Problem to work on:
Rewrite the lines from the start of the records up to and including the line with "361], [694, 319]]", requests and all, shifting every coordinate in the answers by adding 106 to it.

[Rows from a segmentation dataset]
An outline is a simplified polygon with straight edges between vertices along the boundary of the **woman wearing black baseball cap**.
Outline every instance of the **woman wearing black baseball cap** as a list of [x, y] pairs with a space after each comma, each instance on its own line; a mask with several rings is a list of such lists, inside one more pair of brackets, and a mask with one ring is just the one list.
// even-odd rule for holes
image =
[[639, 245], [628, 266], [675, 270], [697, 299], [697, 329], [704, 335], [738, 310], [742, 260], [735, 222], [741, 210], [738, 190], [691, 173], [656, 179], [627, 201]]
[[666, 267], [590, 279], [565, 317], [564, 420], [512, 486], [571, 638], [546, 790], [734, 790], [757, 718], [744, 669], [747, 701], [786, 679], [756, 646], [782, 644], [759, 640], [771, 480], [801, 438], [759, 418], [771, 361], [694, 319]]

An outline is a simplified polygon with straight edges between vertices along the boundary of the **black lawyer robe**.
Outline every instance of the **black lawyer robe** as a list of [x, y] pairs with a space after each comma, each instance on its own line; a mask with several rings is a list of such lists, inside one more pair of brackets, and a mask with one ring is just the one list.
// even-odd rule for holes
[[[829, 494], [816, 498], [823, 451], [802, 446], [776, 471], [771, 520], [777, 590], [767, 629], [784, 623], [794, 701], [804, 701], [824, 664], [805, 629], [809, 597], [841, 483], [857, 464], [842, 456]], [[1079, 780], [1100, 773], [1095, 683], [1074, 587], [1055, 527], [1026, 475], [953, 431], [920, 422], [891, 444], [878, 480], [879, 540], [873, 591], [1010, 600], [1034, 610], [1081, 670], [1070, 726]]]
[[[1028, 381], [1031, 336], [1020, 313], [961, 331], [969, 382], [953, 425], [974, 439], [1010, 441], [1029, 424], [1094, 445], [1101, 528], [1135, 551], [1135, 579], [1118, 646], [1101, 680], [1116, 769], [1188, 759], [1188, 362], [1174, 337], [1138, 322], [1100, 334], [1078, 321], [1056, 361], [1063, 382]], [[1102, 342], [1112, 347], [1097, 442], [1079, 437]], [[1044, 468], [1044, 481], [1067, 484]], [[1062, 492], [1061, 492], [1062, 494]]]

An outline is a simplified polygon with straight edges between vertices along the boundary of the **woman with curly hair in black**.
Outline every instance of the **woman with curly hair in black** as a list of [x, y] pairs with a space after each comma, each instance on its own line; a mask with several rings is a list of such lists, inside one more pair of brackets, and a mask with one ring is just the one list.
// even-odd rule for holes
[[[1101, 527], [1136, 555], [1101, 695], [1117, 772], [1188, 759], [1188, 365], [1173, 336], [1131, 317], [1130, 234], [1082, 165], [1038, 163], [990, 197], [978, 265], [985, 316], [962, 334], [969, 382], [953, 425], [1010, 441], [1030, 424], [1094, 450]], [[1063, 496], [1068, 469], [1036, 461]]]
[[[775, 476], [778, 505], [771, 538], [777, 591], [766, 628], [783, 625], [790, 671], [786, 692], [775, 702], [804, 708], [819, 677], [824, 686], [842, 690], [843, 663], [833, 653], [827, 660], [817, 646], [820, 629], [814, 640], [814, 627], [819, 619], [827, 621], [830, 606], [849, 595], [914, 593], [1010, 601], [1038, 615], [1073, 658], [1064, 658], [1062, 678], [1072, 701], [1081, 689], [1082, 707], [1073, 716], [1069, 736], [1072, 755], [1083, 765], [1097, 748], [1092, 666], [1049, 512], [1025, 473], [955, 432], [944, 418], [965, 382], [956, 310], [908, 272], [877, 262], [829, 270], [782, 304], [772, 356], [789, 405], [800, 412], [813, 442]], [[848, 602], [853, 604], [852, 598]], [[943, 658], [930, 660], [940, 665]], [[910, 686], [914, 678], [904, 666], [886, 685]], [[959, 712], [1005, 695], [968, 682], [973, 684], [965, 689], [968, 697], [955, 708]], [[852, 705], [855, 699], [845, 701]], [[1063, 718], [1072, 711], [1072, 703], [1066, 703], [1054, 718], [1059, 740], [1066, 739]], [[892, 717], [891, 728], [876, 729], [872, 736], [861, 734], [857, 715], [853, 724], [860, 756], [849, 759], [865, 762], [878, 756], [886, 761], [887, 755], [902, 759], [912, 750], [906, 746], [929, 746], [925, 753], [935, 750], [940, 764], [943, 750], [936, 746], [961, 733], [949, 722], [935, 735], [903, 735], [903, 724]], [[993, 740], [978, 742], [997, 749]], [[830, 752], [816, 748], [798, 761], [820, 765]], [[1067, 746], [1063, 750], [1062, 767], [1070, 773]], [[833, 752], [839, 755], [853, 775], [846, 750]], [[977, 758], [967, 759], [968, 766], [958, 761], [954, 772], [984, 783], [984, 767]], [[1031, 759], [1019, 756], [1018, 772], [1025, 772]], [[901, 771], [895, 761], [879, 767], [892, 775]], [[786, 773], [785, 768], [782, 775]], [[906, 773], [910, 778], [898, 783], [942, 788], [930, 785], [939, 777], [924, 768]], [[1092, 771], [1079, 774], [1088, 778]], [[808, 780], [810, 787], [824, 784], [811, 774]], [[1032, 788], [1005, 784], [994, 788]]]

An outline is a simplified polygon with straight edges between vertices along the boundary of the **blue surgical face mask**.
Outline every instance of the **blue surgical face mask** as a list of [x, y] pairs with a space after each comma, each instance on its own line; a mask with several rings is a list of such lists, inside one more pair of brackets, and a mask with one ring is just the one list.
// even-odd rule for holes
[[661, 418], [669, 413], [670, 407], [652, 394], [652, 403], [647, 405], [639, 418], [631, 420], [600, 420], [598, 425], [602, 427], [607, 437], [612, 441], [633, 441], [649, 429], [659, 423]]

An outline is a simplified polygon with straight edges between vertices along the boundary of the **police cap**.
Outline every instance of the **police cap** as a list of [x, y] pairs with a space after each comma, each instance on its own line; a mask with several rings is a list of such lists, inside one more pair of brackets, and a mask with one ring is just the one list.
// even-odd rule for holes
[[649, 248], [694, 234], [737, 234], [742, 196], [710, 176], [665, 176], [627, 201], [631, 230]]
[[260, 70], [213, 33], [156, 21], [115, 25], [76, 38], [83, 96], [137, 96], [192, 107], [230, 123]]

Task solution:
An outline is a simplified polygon with straight edges between vertices along the boundary of the **woman wearing black baseball cap**.
Outline every instance of the **woman wearing black baseball cap** as a list of [x, y] pairs with a space after each comma, each instance on its own line; a mask with several rings is a list of such lists, inside one more pair of brackets, and a mask with one ring is just the one list.
// even-odd rule for holes
image =
[[745, 351], [734, 372], [781, 376], [803, 405], [803, 435], [810, 441], [844, 416], [848, 366], [841, 328], [847, 316], [844, 296], [797, 279], [762, 285], [733, 307]]
[[772, 373], [696, 385], [671, 423], [670, 526], [618, 592], [677, 744], [652, 896], [840, 896], [863, 824], [850, 775], [853, 807], [892, 785], [862, 752], [888, 750], [865, 746], [877, 586], [907, 544], [865, 524], [877, 467], [800, 425]]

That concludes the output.